__Exercise__. The answer is all of the data repeated exactly, with each picture omitted.

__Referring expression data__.
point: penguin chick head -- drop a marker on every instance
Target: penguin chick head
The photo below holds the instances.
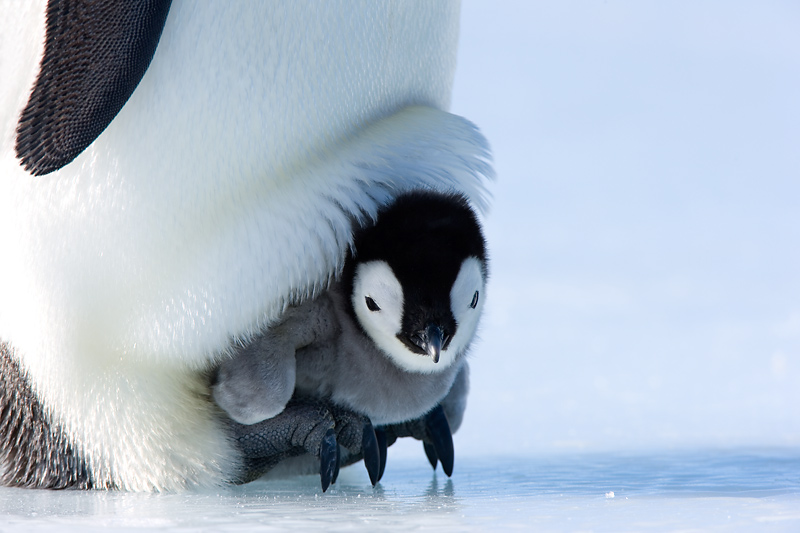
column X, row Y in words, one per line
column 416, row 280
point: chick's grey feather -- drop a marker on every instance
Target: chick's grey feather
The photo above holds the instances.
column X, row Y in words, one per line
column 319, row 346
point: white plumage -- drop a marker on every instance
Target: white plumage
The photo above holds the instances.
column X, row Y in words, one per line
column 223, row 190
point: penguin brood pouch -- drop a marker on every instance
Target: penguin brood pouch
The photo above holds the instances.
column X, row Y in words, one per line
column 384, row 345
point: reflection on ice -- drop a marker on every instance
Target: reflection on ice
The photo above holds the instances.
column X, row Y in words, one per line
column 706, row 490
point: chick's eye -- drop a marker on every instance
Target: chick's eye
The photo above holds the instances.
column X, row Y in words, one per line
column 474, row 302
column 371, row 305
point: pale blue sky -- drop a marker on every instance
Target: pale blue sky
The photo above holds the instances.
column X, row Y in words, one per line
column 646, row 225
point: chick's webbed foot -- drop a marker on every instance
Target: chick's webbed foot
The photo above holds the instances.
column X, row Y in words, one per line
column 308, row 426
column 434, row 432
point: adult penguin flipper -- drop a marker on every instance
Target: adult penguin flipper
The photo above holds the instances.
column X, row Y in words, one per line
column 95, row 54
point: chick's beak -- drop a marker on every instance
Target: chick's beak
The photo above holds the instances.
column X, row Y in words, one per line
column 433, row 341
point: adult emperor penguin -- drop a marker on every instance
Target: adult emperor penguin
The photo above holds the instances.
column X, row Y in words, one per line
column 173, row 175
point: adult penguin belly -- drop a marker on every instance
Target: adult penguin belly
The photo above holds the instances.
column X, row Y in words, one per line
column 224, row 188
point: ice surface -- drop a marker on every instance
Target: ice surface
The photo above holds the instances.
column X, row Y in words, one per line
column 708, row 491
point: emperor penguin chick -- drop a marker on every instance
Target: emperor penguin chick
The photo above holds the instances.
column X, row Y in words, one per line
column 389, row 339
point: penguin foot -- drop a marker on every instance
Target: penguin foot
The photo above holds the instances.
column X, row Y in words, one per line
column 308, row 426
column 434, row 432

__Response box__.
point: penguin chick head -- drop a marker on every instance
Target: penguin chick head
The photo below holds the instances.
column X, row Y in words, one per line
column 416, row 280
point: chick's grey feather -- drop a marker on every instance
Target: chick's grey feather
The photo above holds the instances.
column X, row Y in words, one per line
column 319, row 346
point: white plumage -- drop a marker on every instance
Target: white plumage
The photo above holds the instances.
column X, row Y in words, one per line
column 223, row 190
point: penguin brood pouch -- drop a marker on every instance
Target: penguin brood pouch
The photo above holds the instances.
column X, row Y in words, one per line
column 384, row 345
point: reflection on ice -- drop a marker on every instance
Target: reflection on ice
The photo above holds the instances.
column X, row Y in words, one per line
column 706, row 490
point: chick's eye -- drop a marker on every instance
Target: chick's eye
The photo above holds the instances.
column X, row Y in words, one per line
column 474, row 302
column 371, row 305
point: pale blue sky -- drop a marker on every instance
Target: pale blue sky
The photo above holds the instances.
column X, row Y in words, one per line
column 646, row 225
point: chick's webbed foot -- drop a marker on every instance
Target: chick's webbed foot
The photo above holds the instances.
column X, row Y in words, one per line
column 308, row 426
column 434, row 432
point: adult penguin flipper -- drop a marker on every instance
Target: adult penguin flipper
The photo above holds the instances.
column X, row Y in words, one per line
column 95, row 54
point: chick's beak -- drop a marker on every instance
Target: chick's beak
The photo above holds the instances.
column X, row Y in words, one per line
column 433, row 341
point: adult emperor penguin -- drop a marker on every instance
Target: adult emperor penguin
The photo above holds the instances.
column X, row Y in words, one per line
column 173, row 175
point: adult penguin belly -- drop a marker on every instance
Target: adult penguin belly
The photo above holds the instances.
column X, row Y in words, one per line
column 224, row 188
point: ice surface -- drop a marker on every instance
Target: ice surface
The photo above holds the instances.
column X, row Y in words, one per line
column 708, row 491
point: emperor penguin chick -- drop a marker on every instance
Target: emperor penguin chick
The photo above holds the instances.
column X, row Y in words, one per line
column 389, row 339
point: penguin foot -- drop a marker on every instance
Target: penguin foot
The photo above holds the instances.
column X, row Y in words, one per line
column 308, row 426
column 434, row 432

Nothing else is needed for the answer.